§ **Aim of the exercise**:
Would you reproduce the records below word for word, from the first line of the records through the line containing "POLYGON ((235 161, 242", including both of those lines?
------------
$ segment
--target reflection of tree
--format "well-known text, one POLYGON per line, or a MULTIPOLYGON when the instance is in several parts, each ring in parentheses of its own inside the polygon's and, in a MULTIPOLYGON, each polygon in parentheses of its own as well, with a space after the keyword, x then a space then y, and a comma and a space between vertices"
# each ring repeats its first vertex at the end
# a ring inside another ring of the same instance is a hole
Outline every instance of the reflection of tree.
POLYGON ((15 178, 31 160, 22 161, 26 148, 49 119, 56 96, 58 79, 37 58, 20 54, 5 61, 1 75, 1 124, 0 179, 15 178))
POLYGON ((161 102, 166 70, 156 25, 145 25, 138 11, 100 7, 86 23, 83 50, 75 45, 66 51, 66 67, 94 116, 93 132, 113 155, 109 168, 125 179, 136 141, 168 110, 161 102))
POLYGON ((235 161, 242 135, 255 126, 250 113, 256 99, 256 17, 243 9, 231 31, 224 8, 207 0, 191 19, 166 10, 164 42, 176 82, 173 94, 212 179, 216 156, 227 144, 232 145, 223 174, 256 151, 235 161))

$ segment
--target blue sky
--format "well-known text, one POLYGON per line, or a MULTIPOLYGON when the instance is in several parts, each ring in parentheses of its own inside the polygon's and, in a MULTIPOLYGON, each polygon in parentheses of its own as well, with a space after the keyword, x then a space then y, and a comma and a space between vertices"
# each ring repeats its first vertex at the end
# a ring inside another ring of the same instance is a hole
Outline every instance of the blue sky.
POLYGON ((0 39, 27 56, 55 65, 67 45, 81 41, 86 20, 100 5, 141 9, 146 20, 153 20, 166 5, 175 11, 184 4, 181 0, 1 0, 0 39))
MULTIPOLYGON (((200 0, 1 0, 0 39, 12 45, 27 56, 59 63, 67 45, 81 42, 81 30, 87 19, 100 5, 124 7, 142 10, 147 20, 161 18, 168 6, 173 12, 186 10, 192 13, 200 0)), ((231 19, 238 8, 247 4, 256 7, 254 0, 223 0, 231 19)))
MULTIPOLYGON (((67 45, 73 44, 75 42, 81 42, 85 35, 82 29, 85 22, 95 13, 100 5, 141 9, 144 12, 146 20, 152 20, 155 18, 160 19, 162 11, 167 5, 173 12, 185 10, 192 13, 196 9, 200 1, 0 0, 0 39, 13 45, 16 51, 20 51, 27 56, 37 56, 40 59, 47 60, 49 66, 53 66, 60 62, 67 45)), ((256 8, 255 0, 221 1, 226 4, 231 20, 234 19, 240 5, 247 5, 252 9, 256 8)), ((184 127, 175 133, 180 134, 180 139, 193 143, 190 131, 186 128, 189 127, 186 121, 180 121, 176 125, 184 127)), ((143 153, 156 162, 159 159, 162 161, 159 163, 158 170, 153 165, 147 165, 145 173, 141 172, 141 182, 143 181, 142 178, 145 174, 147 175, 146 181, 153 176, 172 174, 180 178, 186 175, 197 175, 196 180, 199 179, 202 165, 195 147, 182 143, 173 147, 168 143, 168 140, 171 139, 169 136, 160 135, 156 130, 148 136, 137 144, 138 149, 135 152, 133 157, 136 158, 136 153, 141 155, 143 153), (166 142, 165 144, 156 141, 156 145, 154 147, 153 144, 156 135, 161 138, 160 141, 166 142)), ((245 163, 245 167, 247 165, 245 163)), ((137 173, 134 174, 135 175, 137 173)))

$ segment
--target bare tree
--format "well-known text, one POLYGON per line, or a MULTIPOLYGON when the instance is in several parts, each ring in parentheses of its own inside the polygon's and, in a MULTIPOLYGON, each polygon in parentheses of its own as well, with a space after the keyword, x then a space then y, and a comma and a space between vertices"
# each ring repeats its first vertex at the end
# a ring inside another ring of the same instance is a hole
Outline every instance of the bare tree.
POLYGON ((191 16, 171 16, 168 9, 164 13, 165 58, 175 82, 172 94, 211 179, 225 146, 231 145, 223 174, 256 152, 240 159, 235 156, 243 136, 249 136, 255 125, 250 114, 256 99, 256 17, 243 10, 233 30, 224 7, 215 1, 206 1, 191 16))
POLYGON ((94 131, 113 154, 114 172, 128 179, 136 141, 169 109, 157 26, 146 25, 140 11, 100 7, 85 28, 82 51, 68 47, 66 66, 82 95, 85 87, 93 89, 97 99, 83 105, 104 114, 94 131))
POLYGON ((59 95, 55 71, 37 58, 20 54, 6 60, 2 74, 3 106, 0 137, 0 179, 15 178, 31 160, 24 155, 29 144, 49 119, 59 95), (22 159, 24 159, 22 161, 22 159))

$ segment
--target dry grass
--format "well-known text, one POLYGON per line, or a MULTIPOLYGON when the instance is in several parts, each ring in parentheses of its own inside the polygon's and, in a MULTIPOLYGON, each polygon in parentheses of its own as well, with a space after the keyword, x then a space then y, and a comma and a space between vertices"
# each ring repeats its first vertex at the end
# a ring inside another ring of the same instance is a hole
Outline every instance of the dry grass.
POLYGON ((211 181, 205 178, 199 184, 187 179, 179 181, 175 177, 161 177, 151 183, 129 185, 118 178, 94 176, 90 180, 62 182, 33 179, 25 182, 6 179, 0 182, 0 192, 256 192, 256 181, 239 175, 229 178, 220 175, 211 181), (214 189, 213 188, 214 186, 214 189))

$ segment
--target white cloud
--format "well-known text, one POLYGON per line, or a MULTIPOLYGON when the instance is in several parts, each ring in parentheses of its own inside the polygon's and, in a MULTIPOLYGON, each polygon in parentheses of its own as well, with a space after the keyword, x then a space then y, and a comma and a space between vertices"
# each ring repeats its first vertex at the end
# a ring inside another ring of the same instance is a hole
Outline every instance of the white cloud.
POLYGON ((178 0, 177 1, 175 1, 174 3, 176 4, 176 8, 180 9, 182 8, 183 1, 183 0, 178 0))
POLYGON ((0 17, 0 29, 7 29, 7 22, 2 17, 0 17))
------------
§ **Answer**:
$ segment
--target reflection of tree
--format "well-known text, one POLYGON per line, or a MULTIPOLYGON when the instance is in several parts, each ring in parentheses of its own inside the polygon's and, in a MULTIPOLYGON, each polygon in parentheses of its own as well, with a space after the keyword, x then a space then y, and a comma and a space between vertices"
# each ring repeats its first vertex at the end
# a ring inside another ring of the same instance is a hole
Outline every instance of the reflection of tree.
POLYGON ((15 178, 31 160, 22 161, 26 148, 49 119, 56 96, 58 79, 37 58, 20 54, 5 61, 1 75, 1 124, 0 179, 15 178))
POLYGON ((161 102, 166 70, 156 25, 145 25, 138 11, 100 7, 86 23, 83 50, 75 45, 66 51, 66 67, 94 116, 93 132, 113 155, 109 168, 125 179, 136 141, 168 110, 161 102))
POLYGON ((235 161, 242 135, 255 126, 250 113, 256 99, 256 17, 243 9, 231 31, 224 8, 207 0, 191 19, 166 10, 164 42, 176 82, 173 94, 212 179, 216 156, 227 144, 232 145, 223 174, 256 151, 235 161))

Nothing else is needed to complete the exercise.